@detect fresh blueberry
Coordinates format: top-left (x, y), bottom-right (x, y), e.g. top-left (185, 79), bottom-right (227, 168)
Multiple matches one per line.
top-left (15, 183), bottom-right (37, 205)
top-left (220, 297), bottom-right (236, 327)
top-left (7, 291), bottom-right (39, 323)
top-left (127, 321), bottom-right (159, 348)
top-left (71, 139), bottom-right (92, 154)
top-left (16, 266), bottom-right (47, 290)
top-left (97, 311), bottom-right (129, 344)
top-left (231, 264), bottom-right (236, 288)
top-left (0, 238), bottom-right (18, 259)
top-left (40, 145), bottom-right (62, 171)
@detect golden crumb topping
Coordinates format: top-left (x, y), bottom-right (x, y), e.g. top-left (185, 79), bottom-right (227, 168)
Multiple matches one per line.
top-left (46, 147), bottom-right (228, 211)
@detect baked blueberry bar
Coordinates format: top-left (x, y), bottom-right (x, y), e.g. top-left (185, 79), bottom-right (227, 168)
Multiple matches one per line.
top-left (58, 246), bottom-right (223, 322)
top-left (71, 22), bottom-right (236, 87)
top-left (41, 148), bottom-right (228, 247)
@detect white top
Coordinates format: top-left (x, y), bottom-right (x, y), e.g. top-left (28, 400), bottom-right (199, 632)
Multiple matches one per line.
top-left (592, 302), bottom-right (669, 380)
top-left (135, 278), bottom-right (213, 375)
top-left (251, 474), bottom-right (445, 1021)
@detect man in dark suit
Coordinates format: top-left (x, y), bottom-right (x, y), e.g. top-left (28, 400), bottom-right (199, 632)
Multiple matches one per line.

_____

Rewrite all the items, replacing every occurrence of "Coordinates format" with "Box format" and leaving everything else unchanged.

• [REPLY]
@detect fresh blueberry
Box format: top-left (x, y), bottom-right (x, y), e.g. top-left (185, 79), bottom-right (227, 168)
Multiple matches one per line.
top-left (15, 183), bottom-right (37, 205)
top-left (220, 297), bottom-right (236, 327)
top-left (7, 291), bottom-right (39, 323)
top-left (127, 321), bottom-right (159, 348)
top-left (71, 139), bottom-right (92, 154)
top-left (16, 266), bottom-right (47, 290)
top-left (97, 311), bottom-right (129, 344)
top-left (231, 264), bottom-right (236, 288)
top-left (0, 238), bottom-right (18, 259)
top-left (40, 145), bottom-right (62, 171)
@detect golden crumb topping
Box format: top-left (x, y), bottom-right (x, y), e.g. top-left (185, 79), bottom-right (227, 168)
Multiple matches one per line.
top-left (46, 147), bottom-right (228, 211)
@detect baked blueberry bar
Box format: top-left (x, y), bottom-right (x, y), e.g. top-left (185, 79), bottom-right (227, 168)
Multiple matches one per line.
top-left (58, 246), bottom-right (223, 322)
top-left (71, 22), bottom-right (236, 87)
top-left (41, 148), bottom-right (228, 247)
@detect white top
Box format: top-left (x, y), bottom-right (x, y), e.g. top-left (28, 400), bottom-right (199, 632)
Multiple matches one per line.
top-left (592, 302), bottom-right (669, 380)
top-left (135, 278), bottom-right (213, 375)
top-left (251, 474), bottom-right (445, 1021)
@detect man in dark suit
Box format: top-left (x, y), bottom-right (x, y), e.g. top-left (28, 400), bottom-right (199, 632)
Multiple matches one per line.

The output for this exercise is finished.